◆ **Stored data**
+++++
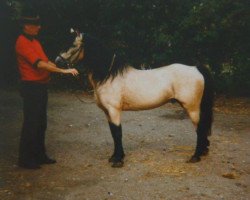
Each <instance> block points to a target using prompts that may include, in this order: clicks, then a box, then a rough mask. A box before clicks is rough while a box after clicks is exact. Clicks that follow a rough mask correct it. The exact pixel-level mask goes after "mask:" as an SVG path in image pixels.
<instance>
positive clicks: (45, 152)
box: [15, 9, 78, 169]
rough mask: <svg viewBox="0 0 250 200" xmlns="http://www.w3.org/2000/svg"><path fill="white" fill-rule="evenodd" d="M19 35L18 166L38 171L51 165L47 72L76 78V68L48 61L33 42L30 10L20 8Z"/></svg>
mask: <svg viewBox="0 0 250 200" xmlns="http://www.w3.org/2000/svg"><path fill="white" fill-rule="evenodd" d="M21 25H22V31H23V32H22V34H20V35H19V37H18V39H17V41H16V47H15V49H16V55H17V63H18V69H19V72H20V76H21V96H22V98H23V115H24V121H23V127H22V133H21V139H20V148H19V160H18V165H19V166H20V167H23V168H27V169H39V168H40V165H42V164H53V163H56V160H53V159H51V158H49V157H48V156H47V154H46V150H45V131H46V128H47V102H48V93H47V85H48V82H49V80H50V77H49V74H50V72H55V73H63V74H72V75H73V76H77V75H78V71H77V70H76V69H61V68H59V67H57V66H56V65H55V64H54V63H53V62H51V61H49V59H48V58H47V56H46V54H45V53H44V51H43V48H42V46H41V44H40V42H39V41H38V40H37V39H36V36H37V35H38V33H39V31H40V29H41V25H40V18H39V16H38V15H37V14H36V12H35V11H34V10H33V9H24V10H23V14H22V17H21Z"/></svg>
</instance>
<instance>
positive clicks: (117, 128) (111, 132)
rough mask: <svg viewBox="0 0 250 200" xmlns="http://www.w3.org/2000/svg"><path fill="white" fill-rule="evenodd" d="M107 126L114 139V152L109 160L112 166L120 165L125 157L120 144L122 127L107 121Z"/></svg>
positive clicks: (121, 142)
mask: <svg viewBox="0 0 250 200" xmlns="http://www.w3.org/2000/svg"><path fill="white" fill-rule="evenodd" d="M109 128H110V131H111V134H112V137H113V140H114V153H113V155H112V156H111V157H110V159H109V162H112V163H113V165H112V167H122V166H123V159H124V157H125V154H124V151H123V146H122V127H121V125H119V126H117V125H115V124H113V123H111V122H109Z"/></svg>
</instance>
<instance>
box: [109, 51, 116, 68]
mask: <svg viewBox="0 0 250 200" xmlns="http://www.w3.org/2000/svg"><path fill="white" fill-rule="evenodd" d="M115 57H116V54H114V55H113V58H112V61H111V64H110V66H109V72H111V70H112V67H113V65H114V62H115Z"/></svg>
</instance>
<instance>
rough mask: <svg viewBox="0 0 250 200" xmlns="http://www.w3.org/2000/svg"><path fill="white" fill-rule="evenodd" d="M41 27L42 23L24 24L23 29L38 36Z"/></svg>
mask: <svg viewBox="0 0 250 200" xmlns="http://www.w3.org/2000/svg"><path fill="white" fill-rule="evenodd" d="M40 29H41V25H34V24H24V26H23V31H24V32H25V33H27V34H28V35H32V36H36V35H37V34H38V33H39V31H40Z"/></svg>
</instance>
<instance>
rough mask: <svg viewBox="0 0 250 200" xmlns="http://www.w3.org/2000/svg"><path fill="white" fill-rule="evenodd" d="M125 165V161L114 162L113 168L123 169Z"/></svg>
mask: <svg viewBox="0 0 250 200" xmlns="http://www.w3.org/2000/svg"><path fill="white" fill-rule="evenodd" d="M123 164H124V162H123V161H119V162H113V164H112V167H113V168H121V167H123Z"/></svg>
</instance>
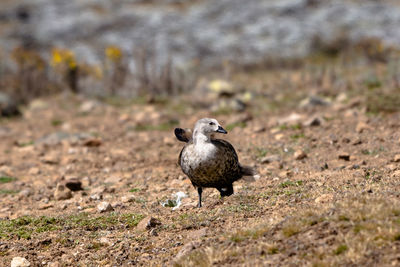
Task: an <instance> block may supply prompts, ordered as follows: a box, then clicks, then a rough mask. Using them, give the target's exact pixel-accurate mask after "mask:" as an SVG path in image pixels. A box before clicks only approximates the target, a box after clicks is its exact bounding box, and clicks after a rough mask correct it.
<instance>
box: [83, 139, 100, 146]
mask: <svg viewBox="0 0 400 267" xmlns="http://www.w3.org/2000/svg"><path fill="white" fill-rule="evenodd" d="M101 144H102V141H101V139H99V138H89V139H87V140H85V141H83V145H84V146H88V147H98V146H101Z"/></svg>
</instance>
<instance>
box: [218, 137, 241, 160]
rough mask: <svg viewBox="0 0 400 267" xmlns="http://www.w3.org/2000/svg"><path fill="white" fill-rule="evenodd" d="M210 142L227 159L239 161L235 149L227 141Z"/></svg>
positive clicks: (237, 156)
mask: <svg viewBox="0 0 400 267" xmlns="http://www.w3.org/2000/svg"><path fill="white" fill-rule="evenodd" d="M211 142H212V143H213V144H214V145H216V146H217V147H218V148H219V149H220V150H222V152H223V153H224V154H225V155H226V156H227V157H229V158H232V159H233V160H235V161H239V159H238V156H237V154H236V151H235V148H234V147H233V146H232V145H231V144H230V143H229V142H228V141H226V140H223V139H214V140H211Z"/></svg>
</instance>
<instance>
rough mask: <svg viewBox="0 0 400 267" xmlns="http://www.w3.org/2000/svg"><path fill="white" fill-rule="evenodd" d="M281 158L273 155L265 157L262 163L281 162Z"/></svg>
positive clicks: (274, 155) (260, 161)
mask: <svg viewBox="0 0 400 267" xmlns="http://www.w3.org/2000/svg"><path fill="white" fill-rule="evenodd" d="M280 160H281V157H280V156H279V155H271V156H265V157H263V158H262V159H261V160H260V162H261V163H271V162H274V161H280Z"/></svg>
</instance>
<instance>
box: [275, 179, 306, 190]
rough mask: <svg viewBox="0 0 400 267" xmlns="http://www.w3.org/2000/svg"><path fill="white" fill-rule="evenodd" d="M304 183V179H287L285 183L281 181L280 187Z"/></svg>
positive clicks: (296, 185)
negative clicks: (289, 179)
mask: <svg viewBox="0 0 400 267" xmlns="http://www.w3.org/2000/svg"><path fill="white" fill-rule="evenodd" d="M301 185H303V181H301V180H299V181H285V182H283V183H281V184H280V185H279V187H281V188H287V187H291V186H301Z"/></svg>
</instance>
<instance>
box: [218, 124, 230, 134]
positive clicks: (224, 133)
mask: <svg viewBox="0 0 400 267" xmlns="http://www.w3.org/2000/svg"><path fill="white" fill-rule="evenodd" d="M216 132H217V133H223V134H227V133H228V132H227V131H226V130H225V129H224V128H222V127H221V126H218V130H216Z"/></svg>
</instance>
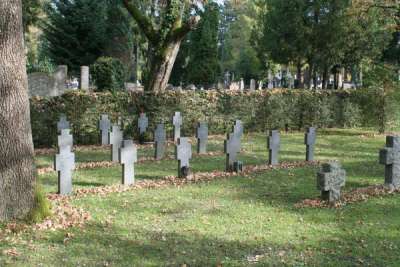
+++++
In the part of the rows that opens with the first line and closes with the line containing "box: [15, 9, 78, 169]", replace "positive clicks" with "foreground clicks" and leave everything else unchanged. Omit the pictures from your answer.

Each <instance> block points to a target using prompts that may include, in this order: clicks, then a box, then a rough mask. A box before clicks is rough while a box after clicks is exact. Clicks that follow a rough mask correct it. The exact pixel-level mask goes after "mask:" as an SVG path in image pixels.
<instance>
foreground clicks: (45, 152)
box: [15, 9, 78, 169]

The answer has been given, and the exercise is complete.